# [TEXTE DU DOCUMENT]

L’imprécision de ces affirmations entache quelque peu leur véracité, mais il est assuré
que le comte de Valentinois avait embrassé le parti de Raymond de Toulouse lors de
la croisade contre les Albigeois, au début du treizième siècle, et que les conflits entre les
comtes, qui tenaient en fief une part de Montélimar, et les évêques de Valence et de Die ont
duré plusieurs décennies.
Ces textes ont probablement été connus d’Aymar du Rivail, le plus ancien historien
dauphinois, dont le manuscrit latin, rédigé vers 1535, a été publié seulement en 1844, puis
traduit en 1852. En effet, il écrivait à peu près ceci, à propos de Crest, dans la vallée de la
Drôme : Crest, bâtie au midi et au pied d’un monticule élevé, par la famille des Arnaud, riche,
nombreuse et puissante, prit son nom de ce haut monticule pentu, incliné de toutes parts, et
reçoit souvent le surnom d’Arnaud. Cette famille, tellement elle était puissante, bâtit encore
Chastel-Arnaud, près de Die, et la Baume [= La Roche] des Arnauds, dans le territoire de Gap.

# [EXERCICE]
Recopiez, s'il vous plaît, le passage du texte sur Crest de « Ces textes ont » à « territoire de Gap. », en substituant « coteau » à « monticule ».

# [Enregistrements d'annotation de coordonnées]
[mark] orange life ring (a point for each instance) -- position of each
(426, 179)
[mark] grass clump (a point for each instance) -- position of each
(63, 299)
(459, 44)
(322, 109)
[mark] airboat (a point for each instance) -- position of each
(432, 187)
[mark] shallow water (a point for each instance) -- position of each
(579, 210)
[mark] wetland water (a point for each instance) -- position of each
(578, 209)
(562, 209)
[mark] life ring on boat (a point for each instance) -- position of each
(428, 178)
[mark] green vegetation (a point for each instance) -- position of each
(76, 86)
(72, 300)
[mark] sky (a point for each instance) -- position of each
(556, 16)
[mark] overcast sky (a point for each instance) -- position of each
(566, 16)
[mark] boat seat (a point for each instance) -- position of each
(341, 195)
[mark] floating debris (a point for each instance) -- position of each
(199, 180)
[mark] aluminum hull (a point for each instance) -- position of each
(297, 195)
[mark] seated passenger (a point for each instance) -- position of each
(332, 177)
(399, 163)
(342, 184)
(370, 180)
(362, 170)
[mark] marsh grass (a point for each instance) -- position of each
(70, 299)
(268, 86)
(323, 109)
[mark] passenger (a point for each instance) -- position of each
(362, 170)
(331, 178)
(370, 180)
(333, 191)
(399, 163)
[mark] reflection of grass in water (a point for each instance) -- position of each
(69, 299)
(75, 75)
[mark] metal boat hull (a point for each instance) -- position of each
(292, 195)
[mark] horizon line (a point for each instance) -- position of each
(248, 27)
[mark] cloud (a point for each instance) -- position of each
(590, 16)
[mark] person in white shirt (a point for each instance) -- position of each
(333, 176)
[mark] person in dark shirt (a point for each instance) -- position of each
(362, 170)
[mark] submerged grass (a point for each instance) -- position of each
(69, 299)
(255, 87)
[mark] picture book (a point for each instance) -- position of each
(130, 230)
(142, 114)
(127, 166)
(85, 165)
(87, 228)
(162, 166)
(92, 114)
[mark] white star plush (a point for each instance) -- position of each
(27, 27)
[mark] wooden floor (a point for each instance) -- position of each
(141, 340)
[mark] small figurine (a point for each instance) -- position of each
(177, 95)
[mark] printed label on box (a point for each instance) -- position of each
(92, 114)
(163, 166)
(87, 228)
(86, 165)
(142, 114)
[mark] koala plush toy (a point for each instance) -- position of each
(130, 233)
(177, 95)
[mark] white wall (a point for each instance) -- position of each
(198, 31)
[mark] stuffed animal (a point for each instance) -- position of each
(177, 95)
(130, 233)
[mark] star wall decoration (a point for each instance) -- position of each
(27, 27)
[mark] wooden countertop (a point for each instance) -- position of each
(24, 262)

# [RÉPONSE]
Ces textes ont probablement été connus d’Aymar du Rivail, le plus ancien historien
dauphinois, dont le manuscrit latin, rédigé vers 1535, a été publié seulement en 1844, puis
traduit en 1852. En effet, il écrivait à peu près ceci, à propos de Crest, dans la vallée de la
Drôme : Crest, bâtie au midi et au pied d’un coteau élevé, par la famille des Arnaud, riche,
nombreuse et puissante, prit son nom de ce haut coteau pentu, incliné de toutes parts, et
reçoit souvent le surnom d’Arnaud. Cette famille, tellement elle était puissante, bâtit encore
Chastel-Arnaud, près de Die, et la Baume [= La Roche] des Arnauds, dans le territoire de Gap.